• **WHAT THE TASK ASKS**
Gather each line containing the string "then" from these entries.

****************

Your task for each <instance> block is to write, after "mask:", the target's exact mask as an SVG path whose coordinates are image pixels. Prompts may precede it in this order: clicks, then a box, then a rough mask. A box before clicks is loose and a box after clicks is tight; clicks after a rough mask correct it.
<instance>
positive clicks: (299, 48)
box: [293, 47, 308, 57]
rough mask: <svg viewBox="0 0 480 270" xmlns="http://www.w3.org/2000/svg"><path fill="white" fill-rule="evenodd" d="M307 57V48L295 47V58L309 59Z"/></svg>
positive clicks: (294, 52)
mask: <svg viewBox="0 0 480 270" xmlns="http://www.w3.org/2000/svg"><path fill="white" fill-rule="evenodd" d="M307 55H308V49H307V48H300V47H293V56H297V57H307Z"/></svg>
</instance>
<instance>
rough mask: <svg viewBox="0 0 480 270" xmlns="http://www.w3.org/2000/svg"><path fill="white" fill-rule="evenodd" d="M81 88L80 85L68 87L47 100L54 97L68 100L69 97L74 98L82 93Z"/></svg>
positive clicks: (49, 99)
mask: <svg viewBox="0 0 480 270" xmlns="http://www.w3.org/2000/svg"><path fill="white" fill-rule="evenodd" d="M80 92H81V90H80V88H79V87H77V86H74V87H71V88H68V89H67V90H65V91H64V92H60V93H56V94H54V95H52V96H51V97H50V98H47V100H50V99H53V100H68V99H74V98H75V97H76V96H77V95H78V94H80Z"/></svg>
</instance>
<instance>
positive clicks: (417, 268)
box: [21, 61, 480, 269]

****************

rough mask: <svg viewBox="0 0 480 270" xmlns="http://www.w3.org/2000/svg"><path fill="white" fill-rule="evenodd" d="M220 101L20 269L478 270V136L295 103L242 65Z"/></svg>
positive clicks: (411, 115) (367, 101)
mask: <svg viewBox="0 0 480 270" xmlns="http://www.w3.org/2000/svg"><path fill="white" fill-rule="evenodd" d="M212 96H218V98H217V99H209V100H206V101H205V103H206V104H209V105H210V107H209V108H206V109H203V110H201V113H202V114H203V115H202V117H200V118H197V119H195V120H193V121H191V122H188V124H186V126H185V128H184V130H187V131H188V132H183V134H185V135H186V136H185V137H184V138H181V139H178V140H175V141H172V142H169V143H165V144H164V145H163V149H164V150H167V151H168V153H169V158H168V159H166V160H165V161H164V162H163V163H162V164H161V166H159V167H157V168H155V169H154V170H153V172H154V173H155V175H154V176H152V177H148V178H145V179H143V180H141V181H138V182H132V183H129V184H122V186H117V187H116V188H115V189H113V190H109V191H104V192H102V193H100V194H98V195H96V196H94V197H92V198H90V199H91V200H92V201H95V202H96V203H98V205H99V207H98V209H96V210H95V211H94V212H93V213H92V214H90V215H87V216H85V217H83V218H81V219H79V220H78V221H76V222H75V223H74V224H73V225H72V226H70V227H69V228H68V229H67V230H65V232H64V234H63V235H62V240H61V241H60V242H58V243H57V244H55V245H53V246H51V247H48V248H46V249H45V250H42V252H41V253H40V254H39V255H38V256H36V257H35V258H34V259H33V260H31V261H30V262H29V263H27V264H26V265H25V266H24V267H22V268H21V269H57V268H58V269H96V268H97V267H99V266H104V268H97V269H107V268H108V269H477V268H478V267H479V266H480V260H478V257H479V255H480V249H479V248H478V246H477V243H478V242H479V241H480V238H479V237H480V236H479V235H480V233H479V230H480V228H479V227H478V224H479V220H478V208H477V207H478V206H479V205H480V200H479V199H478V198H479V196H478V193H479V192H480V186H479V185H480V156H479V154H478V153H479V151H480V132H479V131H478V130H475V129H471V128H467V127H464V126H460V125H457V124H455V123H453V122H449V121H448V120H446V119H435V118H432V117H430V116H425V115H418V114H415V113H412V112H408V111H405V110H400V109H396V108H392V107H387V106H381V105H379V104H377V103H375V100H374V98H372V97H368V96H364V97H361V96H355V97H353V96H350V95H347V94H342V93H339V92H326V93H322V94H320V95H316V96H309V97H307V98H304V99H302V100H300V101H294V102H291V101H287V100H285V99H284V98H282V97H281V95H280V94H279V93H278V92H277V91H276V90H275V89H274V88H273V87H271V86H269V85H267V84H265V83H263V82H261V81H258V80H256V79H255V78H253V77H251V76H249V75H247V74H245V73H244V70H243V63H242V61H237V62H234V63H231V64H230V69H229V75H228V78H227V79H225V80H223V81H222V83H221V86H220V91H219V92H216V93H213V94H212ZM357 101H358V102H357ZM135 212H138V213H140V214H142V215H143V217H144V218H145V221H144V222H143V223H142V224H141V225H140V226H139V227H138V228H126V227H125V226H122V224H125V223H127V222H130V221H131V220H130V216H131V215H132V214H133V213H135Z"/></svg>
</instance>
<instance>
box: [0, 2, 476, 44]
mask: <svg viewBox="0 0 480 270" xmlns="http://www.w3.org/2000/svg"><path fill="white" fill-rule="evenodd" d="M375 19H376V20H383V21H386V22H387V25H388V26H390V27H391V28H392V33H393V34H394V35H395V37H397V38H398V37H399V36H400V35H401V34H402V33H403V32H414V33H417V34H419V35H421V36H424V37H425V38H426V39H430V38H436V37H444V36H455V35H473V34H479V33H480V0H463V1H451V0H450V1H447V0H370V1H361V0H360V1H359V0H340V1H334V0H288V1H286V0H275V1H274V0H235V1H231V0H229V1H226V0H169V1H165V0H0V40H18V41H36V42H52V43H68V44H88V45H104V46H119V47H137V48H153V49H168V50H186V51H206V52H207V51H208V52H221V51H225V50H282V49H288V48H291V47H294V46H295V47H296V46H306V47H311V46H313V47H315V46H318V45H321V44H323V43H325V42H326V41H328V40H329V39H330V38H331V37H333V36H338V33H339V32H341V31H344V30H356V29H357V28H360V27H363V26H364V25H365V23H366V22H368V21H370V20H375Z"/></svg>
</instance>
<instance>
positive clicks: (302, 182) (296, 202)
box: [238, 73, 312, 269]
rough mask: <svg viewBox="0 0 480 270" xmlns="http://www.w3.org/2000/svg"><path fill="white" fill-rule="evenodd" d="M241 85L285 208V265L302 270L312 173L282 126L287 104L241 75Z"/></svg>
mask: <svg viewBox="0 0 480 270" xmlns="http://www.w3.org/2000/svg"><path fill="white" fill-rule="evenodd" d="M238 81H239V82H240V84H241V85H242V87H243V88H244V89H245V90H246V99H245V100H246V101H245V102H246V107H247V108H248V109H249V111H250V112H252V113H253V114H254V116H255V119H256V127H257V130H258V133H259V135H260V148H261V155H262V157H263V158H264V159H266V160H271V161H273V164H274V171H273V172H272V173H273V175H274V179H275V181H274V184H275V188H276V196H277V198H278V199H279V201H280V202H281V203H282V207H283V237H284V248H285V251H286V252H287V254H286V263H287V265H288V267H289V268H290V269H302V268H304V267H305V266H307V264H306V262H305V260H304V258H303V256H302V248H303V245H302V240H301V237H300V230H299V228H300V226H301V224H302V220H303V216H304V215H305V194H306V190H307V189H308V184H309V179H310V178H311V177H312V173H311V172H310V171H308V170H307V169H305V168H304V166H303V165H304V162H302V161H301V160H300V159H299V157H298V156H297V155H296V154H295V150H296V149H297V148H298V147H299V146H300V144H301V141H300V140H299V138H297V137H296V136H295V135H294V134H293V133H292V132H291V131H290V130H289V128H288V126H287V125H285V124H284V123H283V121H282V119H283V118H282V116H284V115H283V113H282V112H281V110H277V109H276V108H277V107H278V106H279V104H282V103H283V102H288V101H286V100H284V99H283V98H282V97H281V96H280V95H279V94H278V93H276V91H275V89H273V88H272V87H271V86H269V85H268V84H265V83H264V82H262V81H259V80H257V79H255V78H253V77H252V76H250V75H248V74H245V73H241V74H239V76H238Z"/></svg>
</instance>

****************

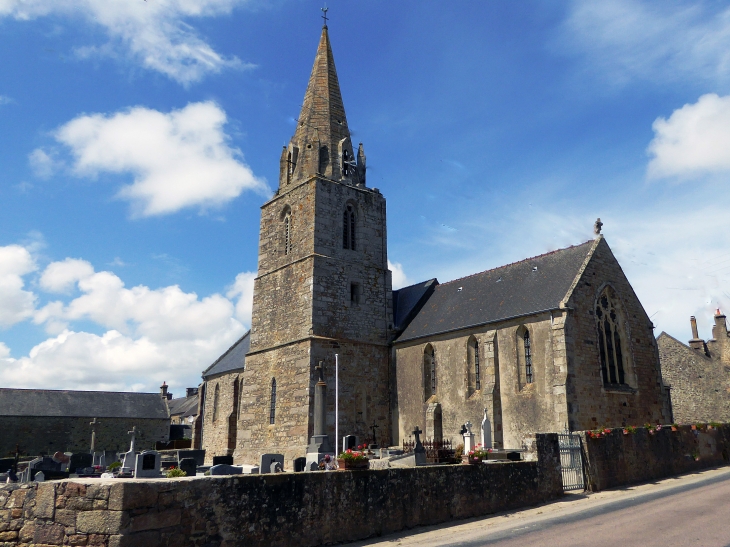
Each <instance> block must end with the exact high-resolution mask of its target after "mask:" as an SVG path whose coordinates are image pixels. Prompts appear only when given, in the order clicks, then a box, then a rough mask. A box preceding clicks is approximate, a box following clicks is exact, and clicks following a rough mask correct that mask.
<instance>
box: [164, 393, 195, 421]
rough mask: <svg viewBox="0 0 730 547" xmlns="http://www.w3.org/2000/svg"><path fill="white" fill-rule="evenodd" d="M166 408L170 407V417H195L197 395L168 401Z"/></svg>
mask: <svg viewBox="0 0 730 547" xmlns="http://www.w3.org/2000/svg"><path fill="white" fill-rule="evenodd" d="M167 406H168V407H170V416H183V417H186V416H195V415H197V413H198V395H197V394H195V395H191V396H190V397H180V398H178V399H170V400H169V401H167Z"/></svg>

****************

• **ANSWER FOR THE TASK**
Your task for each <instance> block is to write, after "mask:", the target's exact mask as an SVG path whose coordinates are image pixels. Prompts may precede it in this order: clicks, then a box, then a rough mask. A box before clicks is loose and a box after clicks is tight; clicks after a rough mask correct it.
Each <instance> block must end with the exact high-resolution mask of its target after "mask:" as an SVG path whose coordinates are image pixels. Prompts appear only when given, in the order clicks, then a box, then a rough mask. A box preceding clicks is approximate, a box following clicks is exact, and clicks following a rough mask correct that mask.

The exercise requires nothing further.